**Goal of the exercise**
Arrange the data below, from the first line through the line containing "pixel 629 213", as a Markdown table with the columns Number and Entry. Give each line its row number and leave out blank lines.

**Material to process**
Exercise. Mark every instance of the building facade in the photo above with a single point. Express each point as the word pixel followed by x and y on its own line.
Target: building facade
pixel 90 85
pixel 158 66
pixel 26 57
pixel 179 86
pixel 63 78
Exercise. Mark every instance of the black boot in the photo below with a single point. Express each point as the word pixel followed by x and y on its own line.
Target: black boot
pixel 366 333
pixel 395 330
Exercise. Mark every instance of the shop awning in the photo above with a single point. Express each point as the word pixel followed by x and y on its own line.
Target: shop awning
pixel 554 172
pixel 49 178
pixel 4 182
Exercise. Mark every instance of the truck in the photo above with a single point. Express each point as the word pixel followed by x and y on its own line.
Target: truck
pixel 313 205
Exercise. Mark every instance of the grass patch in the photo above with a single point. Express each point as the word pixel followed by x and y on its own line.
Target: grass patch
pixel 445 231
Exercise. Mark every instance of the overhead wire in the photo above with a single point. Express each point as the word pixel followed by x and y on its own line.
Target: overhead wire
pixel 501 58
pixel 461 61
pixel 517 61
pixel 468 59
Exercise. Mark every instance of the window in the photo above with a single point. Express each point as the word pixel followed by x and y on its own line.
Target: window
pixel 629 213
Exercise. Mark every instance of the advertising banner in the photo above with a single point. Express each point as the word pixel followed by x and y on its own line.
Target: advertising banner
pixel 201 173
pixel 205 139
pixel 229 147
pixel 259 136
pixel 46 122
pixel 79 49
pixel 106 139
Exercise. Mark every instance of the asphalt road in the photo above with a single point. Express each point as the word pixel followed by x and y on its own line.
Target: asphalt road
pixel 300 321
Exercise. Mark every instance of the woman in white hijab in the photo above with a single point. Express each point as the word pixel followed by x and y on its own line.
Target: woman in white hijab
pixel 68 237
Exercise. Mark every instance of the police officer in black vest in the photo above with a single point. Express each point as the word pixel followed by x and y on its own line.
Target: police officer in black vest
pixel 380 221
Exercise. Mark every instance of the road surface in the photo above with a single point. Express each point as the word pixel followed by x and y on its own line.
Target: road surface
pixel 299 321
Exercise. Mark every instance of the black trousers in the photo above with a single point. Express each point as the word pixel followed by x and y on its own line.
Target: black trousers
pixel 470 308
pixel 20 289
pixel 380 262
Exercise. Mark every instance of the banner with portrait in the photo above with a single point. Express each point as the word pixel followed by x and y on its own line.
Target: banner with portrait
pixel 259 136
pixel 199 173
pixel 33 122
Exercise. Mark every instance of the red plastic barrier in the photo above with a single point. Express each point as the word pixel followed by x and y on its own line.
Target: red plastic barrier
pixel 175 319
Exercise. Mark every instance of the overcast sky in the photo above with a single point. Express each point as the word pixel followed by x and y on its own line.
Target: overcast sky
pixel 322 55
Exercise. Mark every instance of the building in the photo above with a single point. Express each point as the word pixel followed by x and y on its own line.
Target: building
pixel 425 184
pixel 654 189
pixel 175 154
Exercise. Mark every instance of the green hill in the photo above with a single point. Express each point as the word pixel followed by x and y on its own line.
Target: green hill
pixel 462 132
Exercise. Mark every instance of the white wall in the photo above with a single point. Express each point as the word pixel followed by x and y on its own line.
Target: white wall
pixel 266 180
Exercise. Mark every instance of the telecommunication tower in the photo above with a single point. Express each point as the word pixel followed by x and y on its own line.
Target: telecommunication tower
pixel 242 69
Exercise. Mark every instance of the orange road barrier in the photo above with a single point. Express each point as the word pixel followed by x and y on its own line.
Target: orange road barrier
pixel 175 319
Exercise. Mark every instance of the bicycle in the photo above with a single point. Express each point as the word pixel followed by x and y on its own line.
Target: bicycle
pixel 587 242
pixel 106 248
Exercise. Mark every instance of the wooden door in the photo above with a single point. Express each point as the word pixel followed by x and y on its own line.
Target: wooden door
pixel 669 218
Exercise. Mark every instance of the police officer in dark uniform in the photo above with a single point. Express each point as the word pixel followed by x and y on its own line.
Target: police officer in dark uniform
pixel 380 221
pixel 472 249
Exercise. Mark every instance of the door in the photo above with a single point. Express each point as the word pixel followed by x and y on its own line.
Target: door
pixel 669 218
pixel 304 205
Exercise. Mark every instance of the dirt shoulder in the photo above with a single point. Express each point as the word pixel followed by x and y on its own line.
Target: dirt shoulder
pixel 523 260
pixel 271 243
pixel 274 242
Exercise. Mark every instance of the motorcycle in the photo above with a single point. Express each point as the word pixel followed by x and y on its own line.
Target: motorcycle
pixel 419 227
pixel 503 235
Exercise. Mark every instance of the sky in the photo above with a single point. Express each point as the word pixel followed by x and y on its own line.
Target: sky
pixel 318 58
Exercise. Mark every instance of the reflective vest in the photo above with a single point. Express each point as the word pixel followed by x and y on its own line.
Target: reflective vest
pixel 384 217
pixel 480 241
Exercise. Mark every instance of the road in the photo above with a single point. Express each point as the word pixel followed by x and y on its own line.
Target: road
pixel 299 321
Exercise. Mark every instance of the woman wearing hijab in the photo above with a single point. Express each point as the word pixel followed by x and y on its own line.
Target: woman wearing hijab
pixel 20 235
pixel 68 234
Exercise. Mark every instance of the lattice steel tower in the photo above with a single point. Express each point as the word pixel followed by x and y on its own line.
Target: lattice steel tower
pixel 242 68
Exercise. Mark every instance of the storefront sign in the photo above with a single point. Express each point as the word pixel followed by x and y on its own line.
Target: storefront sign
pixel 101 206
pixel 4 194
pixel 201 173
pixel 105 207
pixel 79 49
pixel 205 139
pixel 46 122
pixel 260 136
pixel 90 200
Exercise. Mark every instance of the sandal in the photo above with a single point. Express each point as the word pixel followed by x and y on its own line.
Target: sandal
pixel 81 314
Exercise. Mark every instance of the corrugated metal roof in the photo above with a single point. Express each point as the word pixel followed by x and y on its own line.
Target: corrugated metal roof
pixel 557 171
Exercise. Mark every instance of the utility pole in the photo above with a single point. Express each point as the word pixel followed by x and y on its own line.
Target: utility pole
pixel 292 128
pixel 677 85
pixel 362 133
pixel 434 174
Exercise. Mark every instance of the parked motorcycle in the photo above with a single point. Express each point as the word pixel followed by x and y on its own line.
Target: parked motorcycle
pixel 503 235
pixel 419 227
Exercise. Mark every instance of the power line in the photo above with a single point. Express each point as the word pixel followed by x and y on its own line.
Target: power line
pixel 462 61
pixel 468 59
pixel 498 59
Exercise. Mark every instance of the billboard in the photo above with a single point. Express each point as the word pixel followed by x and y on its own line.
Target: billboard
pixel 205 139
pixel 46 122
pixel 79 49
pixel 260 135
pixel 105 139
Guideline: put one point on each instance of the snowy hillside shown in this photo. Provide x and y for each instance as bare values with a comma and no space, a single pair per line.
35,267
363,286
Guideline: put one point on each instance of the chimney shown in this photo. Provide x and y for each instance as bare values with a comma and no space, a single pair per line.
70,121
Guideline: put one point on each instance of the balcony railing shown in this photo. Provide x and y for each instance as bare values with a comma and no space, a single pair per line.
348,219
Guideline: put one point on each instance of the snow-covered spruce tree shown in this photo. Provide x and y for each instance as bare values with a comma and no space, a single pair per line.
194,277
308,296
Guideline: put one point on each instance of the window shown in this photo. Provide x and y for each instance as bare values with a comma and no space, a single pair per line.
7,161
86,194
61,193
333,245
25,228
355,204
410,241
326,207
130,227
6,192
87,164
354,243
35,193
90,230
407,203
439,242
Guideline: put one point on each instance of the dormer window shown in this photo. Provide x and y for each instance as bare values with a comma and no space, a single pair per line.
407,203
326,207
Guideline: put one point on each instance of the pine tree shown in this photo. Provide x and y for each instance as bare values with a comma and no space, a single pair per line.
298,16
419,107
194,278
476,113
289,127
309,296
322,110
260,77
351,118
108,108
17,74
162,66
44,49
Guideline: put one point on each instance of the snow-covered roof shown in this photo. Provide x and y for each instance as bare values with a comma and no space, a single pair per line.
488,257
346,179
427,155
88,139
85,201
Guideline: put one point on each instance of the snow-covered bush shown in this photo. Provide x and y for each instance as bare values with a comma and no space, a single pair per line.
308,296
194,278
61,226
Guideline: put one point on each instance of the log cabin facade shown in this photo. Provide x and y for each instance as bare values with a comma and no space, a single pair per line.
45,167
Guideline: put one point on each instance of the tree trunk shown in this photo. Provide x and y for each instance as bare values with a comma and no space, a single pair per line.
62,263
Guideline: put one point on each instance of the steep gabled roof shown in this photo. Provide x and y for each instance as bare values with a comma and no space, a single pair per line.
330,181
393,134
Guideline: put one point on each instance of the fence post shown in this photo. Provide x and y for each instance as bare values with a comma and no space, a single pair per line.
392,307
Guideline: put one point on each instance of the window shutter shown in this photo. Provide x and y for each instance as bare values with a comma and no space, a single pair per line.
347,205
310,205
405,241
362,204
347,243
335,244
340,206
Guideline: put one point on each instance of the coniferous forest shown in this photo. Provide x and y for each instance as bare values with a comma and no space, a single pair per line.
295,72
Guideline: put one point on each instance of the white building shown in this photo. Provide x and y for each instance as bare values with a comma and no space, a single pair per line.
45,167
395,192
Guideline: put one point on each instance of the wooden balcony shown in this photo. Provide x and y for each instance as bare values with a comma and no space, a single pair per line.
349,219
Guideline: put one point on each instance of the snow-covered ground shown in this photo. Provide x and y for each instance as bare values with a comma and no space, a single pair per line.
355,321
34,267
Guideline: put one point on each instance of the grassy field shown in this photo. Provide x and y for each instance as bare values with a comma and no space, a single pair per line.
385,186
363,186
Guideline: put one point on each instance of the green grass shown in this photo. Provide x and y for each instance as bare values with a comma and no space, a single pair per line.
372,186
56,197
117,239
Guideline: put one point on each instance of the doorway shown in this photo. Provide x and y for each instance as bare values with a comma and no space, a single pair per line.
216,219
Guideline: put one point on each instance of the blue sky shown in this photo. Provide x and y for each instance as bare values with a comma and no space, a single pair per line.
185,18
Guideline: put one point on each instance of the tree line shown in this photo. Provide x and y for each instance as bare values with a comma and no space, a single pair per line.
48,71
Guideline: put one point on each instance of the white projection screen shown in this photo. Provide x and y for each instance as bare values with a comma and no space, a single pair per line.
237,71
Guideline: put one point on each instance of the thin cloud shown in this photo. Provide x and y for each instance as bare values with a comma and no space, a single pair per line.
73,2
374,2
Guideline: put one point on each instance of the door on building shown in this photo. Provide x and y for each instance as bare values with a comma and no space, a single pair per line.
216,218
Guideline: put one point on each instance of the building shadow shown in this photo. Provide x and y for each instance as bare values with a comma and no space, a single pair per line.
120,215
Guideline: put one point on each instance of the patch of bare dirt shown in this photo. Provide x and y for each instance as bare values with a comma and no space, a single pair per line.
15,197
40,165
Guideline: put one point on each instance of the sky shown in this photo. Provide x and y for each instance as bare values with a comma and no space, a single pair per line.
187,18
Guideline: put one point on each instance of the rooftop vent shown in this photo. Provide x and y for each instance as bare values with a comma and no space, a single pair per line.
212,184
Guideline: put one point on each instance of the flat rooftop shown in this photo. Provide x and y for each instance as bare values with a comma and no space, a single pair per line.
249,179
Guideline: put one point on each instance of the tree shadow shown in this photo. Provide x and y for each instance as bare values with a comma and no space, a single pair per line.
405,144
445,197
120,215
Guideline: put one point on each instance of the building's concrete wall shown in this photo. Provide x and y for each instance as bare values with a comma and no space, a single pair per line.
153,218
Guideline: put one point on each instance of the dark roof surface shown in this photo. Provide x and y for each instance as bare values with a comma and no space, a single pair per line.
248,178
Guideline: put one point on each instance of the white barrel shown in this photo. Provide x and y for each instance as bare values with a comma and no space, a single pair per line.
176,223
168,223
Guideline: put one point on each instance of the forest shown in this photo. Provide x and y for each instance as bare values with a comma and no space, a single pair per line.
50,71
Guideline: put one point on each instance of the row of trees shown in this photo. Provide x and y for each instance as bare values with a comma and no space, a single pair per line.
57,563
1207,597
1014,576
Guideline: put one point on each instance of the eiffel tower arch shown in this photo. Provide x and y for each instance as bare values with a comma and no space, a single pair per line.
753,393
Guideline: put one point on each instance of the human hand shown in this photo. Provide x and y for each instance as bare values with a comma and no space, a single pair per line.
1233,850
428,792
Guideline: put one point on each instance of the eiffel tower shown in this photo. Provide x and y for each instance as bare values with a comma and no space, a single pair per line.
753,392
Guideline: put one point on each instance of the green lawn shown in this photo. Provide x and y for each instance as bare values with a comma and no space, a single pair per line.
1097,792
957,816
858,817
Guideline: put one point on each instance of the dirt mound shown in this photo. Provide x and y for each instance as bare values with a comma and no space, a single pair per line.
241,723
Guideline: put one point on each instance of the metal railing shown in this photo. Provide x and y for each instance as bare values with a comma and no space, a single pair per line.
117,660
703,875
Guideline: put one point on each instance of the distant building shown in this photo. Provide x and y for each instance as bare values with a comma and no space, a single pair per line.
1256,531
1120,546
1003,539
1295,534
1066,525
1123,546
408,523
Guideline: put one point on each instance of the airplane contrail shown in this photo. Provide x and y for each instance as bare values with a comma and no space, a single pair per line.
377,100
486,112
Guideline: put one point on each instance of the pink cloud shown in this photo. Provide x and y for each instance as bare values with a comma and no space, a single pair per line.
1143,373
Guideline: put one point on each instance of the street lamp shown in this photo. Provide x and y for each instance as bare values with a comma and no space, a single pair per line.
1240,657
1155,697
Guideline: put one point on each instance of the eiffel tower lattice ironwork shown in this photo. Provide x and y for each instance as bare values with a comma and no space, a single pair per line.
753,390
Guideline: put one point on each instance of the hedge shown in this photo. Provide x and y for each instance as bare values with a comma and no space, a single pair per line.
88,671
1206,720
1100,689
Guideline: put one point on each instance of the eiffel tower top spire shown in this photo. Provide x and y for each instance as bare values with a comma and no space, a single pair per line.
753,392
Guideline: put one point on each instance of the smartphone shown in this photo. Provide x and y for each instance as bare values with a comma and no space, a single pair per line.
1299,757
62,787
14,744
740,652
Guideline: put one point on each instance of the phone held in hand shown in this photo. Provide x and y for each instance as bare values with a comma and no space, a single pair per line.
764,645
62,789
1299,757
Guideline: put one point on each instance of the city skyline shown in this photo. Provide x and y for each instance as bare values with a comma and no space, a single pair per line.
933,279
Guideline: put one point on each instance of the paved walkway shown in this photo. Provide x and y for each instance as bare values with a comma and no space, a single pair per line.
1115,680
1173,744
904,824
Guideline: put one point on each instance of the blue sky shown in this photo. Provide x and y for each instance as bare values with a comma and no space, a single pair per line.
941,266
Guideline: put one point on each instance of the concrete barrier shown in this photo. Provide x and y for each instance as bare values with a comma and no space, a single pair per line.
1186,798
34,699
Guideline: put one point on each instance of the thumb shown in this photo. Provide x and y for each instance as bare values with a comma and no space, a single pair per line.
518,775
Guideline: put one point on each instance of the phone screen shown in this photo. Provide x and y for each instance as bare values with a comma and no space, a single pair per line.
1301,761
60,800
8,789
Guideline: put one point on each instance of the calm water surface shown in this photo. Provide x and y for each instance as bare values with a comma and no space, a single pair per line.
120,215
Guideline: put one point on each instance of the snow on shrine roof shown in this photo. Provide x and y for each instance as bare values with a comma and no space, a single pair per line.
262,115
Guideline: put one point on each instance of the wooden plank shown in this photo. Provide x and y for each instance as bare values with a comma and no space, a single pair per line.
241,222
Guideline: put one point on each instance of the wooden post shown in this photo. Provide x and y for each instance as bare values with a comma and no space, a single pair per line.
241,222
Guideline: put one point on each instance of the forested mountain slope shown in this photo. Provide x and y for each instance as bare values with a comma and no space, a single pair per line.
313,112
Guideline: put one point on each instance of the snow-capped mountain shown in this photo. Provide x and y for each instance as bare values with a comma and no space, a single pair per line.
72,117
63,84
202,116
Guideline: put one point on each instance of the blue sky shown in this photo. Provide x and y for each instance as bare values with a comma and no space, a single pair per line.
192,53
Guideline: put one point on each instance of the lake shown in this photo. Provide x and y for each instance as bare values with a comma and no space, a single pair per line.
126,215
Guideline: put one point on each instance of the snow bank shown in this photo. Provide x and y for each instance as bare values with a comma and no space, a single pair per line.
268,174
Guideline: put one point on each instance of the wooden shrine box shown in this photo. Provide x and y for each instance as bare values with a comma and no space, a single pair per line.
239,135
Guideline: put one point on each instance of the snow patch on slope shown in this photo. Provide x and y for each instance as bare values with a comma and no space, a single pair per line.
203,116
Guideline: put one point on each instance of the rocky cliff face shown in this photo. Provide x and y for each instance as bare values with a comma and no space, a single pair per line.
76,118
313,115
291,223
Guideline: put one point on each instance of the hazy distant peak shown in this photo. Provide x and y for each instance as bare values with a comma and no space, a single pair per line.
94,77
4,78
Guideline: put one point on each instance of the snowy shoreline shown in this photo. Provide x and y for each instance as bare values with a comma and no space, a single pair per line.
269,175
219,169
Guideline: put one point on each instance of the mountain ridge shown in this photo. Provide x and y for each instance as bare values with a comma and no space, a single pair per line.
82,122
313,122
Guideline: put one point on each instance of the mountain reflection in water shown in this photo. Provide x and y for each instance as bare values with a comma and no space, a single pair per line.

**Output for this exercise**
| Number | Entry |
|---|---|
| 1 | Exercise. Mark every instance of the building facade in the photo above with a single point. Express each point as the word pixel followed by x and y on its own line. |
| 2 | Target: building facade |
| 3 | pixel 90 85 |
| 4 | pixel 158 66 |
| 5 | pixel 26 57 |
| 6 | pixel 179 86 |
| 7 | pixel 63 78 |
| 8 | Exercise. Mark every instance of the black boot in the photo below with a single point. Express each point as the word pixel followed by x and y on its own line. |
| 9 | Target: black boot |
| 10 | pixel 366 333 |
| 11 | pixel 395 330 |
| 12 | Exercise. Mark every instance of the shop awning in the photo above with a single point. Express each point as the word pixel followed by x and y on its own line. |
| 13 | Target: shop awning |
| 14 | pixel 554 172 |
| 15 | pixel 49 178 |
| 16 | pixel 4 182 |
| 17 | Exercise. Mark every instance of the truck in the photo above with a single point. Express each point as the word pixel followed by x and y on its own line. |
| 18 | Target: truck |
| 19 | pixel 313 205 |
| 20 | Exercise. Mark every instance of the grass patch in the photo above with a single point. Express each point as the word pixel followed by x and y on its own line. |
| 21 | Target: grass patch |
| 22 | pixel 445 231 |
| 23 | Exercise. Mark every instance of the overhead wire in the photo above with a single point. Express each point as the word pixel followed by x and y on its own line. |
| 24 | Target: overhead wire |
| 25 | pixel 501 58 |
| 26 | pixel 461 61 |
| 27 | pixel 517 61 |
| 28 | pixel 468 59 |
| 29 | Exercise. Mark every instance of the window in the photo above with a single point. Express each point as the word pixel followed by x and y on its own line. |
| 30 | Target: window |
| 31 | pixel 629 213 |